(Beginning of SUPPLIED RECORDS)

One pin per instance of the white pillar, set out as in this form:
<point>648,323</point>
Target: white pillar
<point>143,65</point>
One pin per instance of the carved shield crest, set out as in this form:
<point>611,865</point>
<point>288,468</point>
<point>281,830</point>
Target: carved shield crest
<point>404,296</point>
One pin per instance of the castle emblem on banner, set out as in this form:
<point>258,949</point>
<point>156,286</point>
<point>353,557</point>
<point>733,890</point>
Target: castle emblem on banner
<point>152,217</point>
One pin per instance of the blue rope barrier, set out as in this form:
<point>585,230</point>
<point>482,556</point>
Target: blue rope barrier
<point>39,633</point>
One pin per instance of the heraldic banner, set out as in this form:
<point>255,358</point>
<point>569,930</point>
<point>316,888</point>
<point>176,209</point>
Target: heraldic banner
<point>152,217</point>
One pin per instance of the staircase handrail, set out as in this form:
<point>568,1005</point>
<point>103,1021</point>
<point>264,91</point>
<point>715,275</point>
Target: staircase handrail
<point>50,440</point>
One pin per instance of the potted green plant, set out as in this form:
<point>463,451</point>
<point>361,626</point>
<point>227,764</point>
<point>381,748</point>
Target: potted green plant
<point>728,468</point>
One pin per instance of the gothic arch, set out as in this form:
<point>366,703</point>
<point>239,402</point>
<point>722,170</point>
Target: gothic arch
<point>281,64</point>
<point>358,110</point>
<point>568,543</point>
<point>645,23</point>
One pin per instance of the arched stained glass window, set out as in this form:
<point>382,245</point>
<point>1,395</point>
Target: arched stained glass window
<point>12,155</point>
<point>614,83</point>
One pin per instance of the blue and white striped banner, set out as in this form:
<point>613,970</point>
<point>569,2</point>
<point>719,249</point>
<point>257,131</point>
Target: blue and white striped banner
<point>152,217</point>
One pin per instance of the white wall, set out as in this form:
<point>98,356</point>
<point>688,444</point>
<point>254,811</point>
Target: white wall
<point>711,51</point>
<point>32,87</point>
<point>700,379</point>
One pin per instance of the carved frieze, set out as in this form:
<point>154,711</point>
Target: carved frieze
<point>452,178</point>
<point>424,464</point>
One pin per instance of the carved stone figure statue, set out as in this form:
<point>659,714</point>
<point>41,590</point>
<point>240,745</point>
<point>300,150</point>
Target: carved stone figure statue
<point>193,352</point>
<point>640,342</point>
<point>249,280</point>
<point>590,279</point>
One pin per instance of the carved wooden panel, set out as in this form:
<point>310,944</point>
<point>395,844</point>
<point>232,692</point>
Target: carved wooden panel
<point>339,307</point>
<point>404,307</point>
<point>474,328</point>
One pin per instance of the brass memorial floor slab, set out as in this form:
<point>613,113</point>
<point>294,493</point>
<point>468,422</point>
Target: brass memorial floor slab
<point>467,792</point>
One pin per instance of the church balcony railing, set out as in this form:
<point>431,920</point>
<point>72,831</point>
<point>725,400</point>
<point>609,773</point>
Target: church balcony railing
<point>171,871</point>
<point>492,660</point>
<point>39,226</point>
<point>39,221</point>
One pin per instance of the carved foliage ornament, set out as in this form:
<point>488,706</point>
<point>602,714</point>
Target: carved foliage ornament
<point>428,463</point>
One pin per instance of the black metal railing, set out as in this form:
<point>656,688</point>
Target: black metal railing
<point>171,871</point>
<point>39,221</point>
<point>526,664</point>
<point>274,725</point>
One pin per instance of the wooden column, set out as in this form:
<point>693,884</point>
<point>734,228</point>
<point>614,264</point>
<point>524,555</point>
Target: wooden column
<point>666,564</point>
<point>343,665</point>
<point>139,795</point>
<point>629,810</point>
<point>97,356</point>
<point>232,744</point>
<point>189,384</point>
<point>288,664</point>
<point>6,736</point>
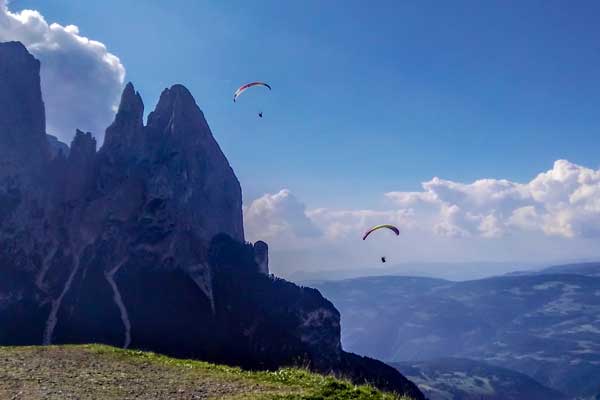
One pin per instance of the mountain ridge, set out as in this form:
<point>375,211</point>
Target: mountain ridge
<point>140,243</point>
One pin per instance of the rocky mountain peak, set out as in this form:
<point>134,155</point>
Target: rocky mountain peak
<point>22,119</point>
<point>141,244</point>
<point>128,123</point>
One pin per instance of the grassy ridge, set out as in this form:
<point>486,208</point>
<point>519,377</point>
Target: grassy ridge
<point>103,372</point>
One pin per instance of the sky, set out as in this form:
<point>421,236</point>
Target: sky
<point>474,126</point>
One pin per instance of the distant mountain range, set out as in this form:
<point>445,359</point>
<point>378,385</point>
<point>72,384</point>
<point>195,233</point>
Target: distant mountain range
<point>545,323</point>
<point>140,244</point>
<point>463,379</point>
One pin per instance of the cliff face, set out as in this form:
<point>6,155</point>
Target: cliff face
<point>141,244</point>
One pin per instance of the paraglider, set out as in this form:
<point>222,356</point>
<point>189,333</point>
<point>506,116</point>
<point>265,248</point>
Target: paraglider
<point>247,86</point>
<point>377,227</point>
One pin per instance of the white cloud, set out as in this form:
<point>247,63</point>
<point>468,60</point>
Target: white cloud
<point>555,215</point>
<point>278,217</point>
<point>563,201</point>
<point>78,74</point>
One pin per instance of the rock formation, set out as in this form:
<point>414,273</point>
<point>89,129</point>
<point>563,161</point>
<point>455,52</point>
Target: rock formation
<point>140,244</point>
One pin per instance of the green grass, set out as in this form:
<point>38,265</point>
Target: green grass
<point>99,371</point>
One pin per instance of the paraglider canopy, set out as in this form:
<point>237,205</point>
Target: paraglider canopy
<point>377,227</point>
<point>247,86</point>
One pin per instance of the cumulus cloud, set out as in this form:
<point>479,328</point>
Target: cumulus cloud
<point>552,218</point>
<point>81,79</point>
<point>278,217</point>
<point>562,202</point>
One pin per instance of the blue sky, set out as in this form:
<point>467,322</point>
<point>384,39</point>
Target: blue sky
<point>370,102</point>
<point>368,98</point>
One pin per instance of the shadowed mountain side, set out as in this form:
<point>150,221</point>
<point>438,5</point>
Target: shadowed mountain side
<point>141,243</point>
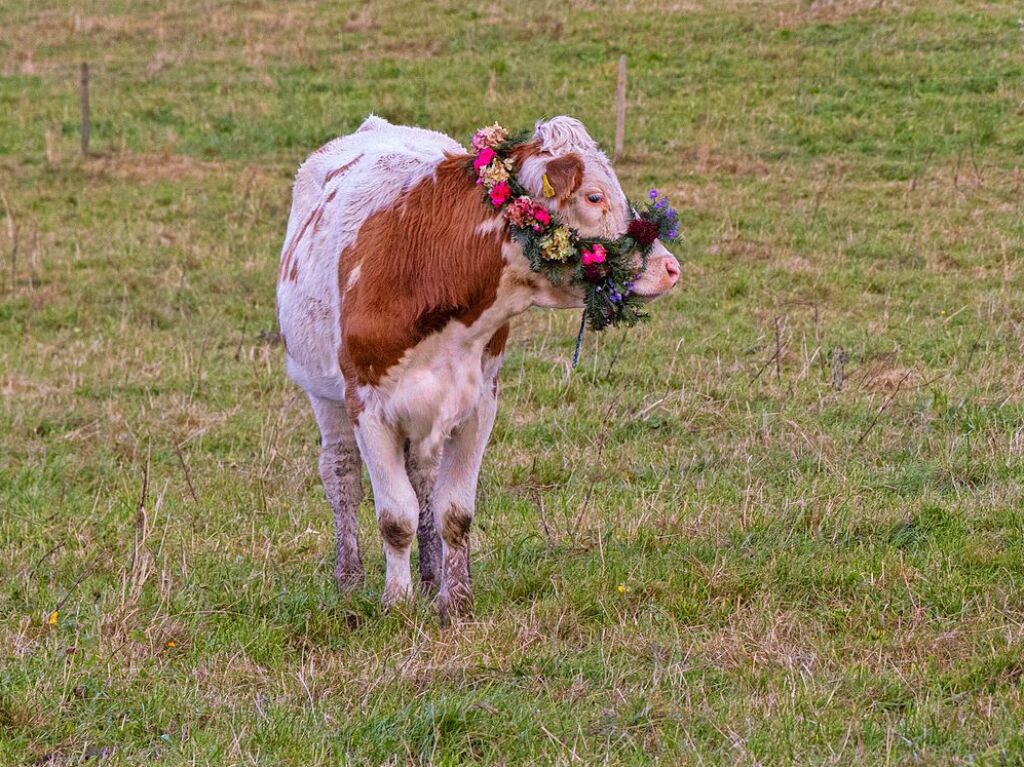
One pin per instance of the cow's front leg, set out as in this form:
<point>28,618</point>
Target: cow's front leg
<point>455,502</point>
<point>340,468</point>
<point>423,474</point>
<point>394,501</point>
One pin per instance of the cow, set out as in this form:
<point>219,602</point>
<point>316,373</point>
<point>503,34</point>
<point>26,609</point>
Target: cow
<point>395,289</point>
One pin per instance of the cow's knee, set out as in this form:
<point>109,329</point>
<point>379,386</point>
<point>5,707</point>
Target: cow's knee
<point>456,595</point>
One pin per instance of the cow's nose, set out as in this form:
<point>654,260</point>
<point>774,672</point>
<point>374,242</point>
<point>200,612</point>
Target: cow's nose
<point>672,268</point>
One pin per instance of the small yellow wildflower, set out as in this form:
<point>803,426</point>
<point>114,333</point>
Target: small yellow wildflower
<point>557,246</point>
<point>496,173</point>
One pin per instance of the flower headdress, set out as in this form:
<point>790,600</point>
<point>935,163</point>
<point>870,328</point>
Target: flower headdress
<point>605,268</point>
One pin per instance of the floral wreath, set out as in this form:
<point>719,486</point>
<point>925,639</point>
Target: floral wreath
<point>603,267</point>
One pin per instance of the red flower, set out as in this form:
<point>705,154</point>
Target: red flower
<point>483,159</point>
<point>642,230</point>
<point>500,193</point>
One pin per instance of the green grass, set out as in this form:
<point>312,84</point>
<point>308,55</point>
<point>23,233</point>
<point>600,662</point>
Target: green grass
<point>686,552</point>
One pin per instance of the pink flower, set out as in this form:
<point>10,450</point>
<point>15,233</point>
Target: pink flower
<point>500,193</point>
<point>520,211</point>
<point>483,159</point>
<point>593,255</point>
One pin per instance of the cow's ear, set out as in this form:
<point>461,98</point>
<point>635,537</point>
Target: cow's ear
<point>563,175</point>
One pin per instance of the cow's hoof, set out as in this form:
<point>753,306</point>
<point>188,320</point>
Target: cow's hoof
<point>347,581</point>
<point>430,584</point>
<point>396,593</point>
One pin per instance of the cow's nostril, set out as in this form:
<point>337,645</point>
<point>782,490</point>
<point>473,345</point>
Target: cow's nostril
<point>672,266</point>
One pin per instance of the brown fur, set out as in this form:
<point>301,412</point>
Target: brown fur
<point>423,264</point>
<point>565,175</point>
<point>456,525</point>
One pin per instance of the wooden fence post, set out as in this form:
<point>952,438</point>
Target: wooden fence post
<point>85,110</point>
<point>621,108</point>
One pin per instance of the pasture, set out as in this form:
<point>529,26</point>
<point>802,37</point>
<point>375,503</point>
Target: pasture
<point>780,523</point>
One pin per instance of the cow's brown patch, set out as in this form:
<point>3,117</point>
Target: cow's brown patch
<point>424,262</point>
<point>497,343</point>
<point>565,175</point>
<point>396,533</point>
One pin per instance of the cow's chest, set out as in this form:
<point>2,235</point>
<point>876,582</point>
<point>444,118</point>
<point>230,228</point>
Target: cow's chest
<point>434,390</point>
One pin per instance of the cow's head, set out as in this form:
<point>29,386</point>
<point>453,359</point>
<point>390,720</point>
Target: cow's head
<point>587,197</point>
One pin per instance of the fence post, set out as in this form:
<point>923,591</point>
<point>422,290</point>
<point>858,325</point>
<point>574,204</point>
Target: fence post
<point>85,110</point>
<point>621,108</point>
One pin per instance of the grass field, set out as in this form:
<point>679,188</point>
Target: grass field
<point>781,523</point>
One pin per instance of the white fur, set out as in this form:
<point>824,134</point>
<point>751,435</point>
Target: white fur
<point>440,394</point>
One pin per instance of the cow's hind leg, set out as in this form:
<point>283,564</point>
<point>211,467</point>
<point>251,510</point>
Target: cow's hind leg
<point>423,474</point>
<point>397,509</point>
<point>454,503</point>
<point>340,471</point>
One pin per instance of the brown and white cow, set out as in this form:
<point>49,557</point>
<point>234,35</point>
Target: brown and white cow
<point>395,290</point>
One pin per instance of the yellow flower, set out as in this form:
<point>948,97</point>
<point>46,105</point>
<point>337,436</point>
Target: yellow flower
<point>557,246</point>
<point>495,174</point>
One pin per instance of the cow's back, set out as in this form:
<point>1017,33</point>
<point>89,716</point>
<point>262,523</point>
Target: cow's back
<point>336,189</point>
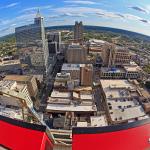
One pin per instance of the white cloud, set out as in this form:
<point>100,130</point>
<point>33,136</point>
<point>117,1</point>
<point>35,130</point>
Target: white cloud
<point>140,9</point>
<point>86,10</point>
<point>33,9</point>
<point>10,5</point>
<point>80,2</point>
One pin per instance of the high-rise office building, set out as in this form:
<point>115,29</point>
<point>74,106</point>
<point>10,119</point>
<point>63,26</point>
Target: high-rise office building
<point>32,43</point>
<point>115,56</point>
<point>54,42</point>
<point>86,75</point>
<point>78,31</point>
<point>76,54</point>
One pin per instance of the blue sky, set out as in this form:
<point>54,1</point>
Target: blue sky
<point>133,15</point>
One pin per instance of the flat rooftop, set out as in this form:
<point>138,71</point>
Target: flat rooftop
<point>116,88</point>
<point>98,121</point>
<point>132,68</point>
<point>10,62</point>
<point>71,108</point>
<point>127,114</point>
<point>19,78</point>
<point>112,70</point>
<point>58,94</point>
<point>11,113</point>
<point>68,67</point>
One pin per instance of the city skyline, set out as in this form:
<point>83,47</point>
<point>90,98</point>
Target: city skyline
<point>123,14</point>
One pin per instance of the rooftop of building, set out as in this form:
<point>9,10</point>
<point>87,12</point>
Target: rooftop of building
<point>71,108</point>
<point>121,49</point>
<point>130,68</point>
<point>69,67</point>
<point>74,46</point>
<point>58,94</point>
<point>19,78</point>
<point>112,70</point>
<point>117,88</point>
<point>96,41</point>
<point>127,114</point>
<point>10,107</point>
<point>9,62</point>
<point>11,85</point>
<point>98,121</point>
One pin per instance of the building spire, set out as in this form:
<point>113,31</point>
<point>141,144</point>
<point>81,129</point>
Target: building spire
<point>38,15</point>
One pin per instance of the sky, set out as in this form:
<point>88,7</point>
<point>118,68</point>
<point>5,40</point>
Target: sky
<point>132,15</point>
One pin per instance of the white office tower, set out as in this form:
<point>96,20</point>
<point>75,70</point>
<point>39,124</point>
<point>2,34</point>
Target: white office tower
<point>32,43</point>
<point>54,42</point>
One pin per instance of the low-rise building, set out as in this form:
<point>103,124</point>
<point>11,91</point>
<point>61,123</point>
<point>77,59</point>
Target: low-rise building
<point>10,67</point>
<point>76,54</point>
<point>29,81</point>
<point>122,100</point>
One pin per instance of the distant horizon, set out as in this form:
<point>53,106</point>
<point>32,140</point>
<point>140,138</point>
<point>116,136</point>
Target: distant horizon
<point>127,15</point>
<point>89,26</point>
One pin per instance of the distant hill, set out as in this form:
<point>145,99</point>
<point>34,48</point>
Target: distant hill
<point>7,37</point>
<point>106,29</point>
<point>95,28</point>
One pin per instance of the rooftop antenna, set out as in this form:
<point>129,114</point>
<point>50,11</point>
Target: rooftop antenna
<point>38,15</point>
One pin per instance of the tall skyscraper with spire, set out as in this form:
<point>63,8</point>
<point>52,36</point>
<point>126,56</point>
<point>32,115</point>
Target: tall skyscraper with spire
<point>78,31</point>
<point>32,43</point>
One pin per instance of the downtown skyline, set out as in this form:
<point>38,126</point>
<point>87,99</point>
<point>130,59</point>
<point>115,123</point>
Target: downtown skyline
<point>122,14</point>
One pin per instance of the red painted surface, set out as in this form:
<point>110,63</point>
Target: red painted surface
<point>130,139</point>
<point>18,138</point>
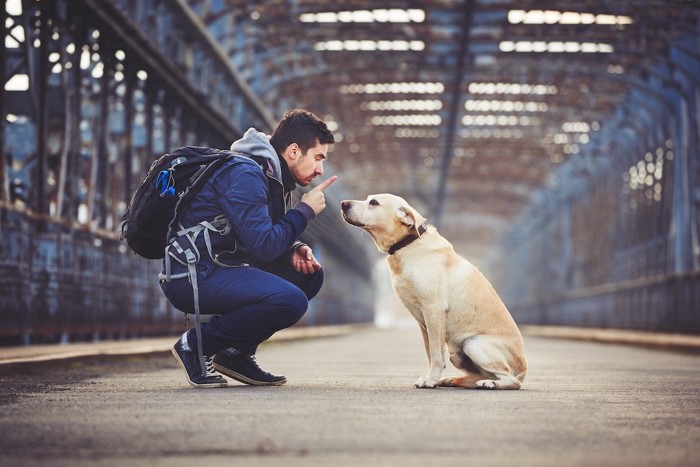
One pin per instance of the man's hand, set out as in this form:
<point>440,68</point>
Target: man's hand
<point>315,197</point>
<point>303,260</point>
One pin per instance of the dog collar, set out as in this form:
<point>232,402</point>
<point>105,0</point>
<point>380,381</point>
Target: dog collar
<point>407,240</point>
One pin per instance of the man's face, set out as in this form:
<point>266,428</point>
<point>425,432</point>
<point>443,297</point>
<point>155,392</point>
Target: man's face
<point>306,167</point>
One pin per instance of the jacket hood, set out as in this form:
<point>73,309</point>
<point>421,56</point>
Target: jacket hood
<point>256,143</point>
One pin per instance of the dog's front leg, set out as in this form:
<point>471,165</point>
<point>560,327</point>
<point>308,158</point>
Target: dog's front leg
<point>435,330</point>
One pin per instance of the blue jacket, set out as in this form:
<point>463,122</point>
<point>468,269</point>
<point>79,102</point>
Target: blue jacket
<point>254,191</point>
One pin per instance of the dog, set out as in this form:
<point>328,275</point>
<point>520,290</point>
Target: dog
<point>454,304</point>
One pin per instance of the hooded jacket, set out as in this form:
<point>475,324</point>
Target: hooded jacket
<point>254,192</point>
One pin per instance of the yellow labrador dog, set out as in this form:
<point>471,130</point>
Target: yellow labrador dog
<point>452,301</point>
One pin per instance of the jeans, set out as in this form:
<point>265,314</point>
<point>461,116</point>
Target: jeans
<point>250,304</point>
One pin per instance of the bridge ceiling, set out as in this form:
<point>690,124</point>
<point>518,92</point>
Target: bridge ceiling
<point>464,108</point>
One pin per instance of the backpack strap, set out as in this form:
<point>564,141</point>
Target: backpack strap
<point>183,249</point>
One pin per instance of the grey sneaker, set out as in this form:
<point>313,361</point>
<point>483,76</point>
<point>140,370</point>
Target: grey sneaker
<point>189,361</point>
<point>245,369</point>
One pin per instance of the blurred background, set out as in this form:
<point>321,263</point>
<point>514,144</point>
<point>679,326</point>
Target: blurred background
<point>554,143</point>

(End of SUPPLIED RECORDS)

PROMPT>
Go to the line above that has "<point>602,714</point>" and copy exactly from there down to the line that has "One pin per instance of the grassy", both included. Leave the pictures out.

FINAL ANSWER>
<point>602,714</point>
Target: carved foliage ornament
<point>428,463</point>
One pin per instance of the black metal railing, set out as in this form:
<point>656,688</point>
Target: black metal railing
<point>171,871</point>
<point>39,221</point>
<point>526,664</point>
<point>274,725</point>
One pin per instance of the wooden column, set out as in this form:
<point>693,884</point>
<point>734,228</point>
<point>614,264</point>
<point>524,555</point>
Target: wooden column
<point>666,564</point>
<point>343,665</point>
<point>139,795</point>
<point>629,810</point>
<point>97,356</point>
<point>232,744</point>
<point>189,384</point>
<point>288,664</point>
<point>6,736</point>
One pin per instance of the mountain ridge, set out as in this form:
<point>375,211</point>
Target: mountain ridge
<point>140,243</point>
One pin per instance of the rocky mountain peak, set out as in this form:
<point>134,155</point>
Target: rocky mountain peak
<point>22,119</point>
<point>141,244</point>
<point>128,123</point>
One pin per instance of the grassy ridge, set out as in this form:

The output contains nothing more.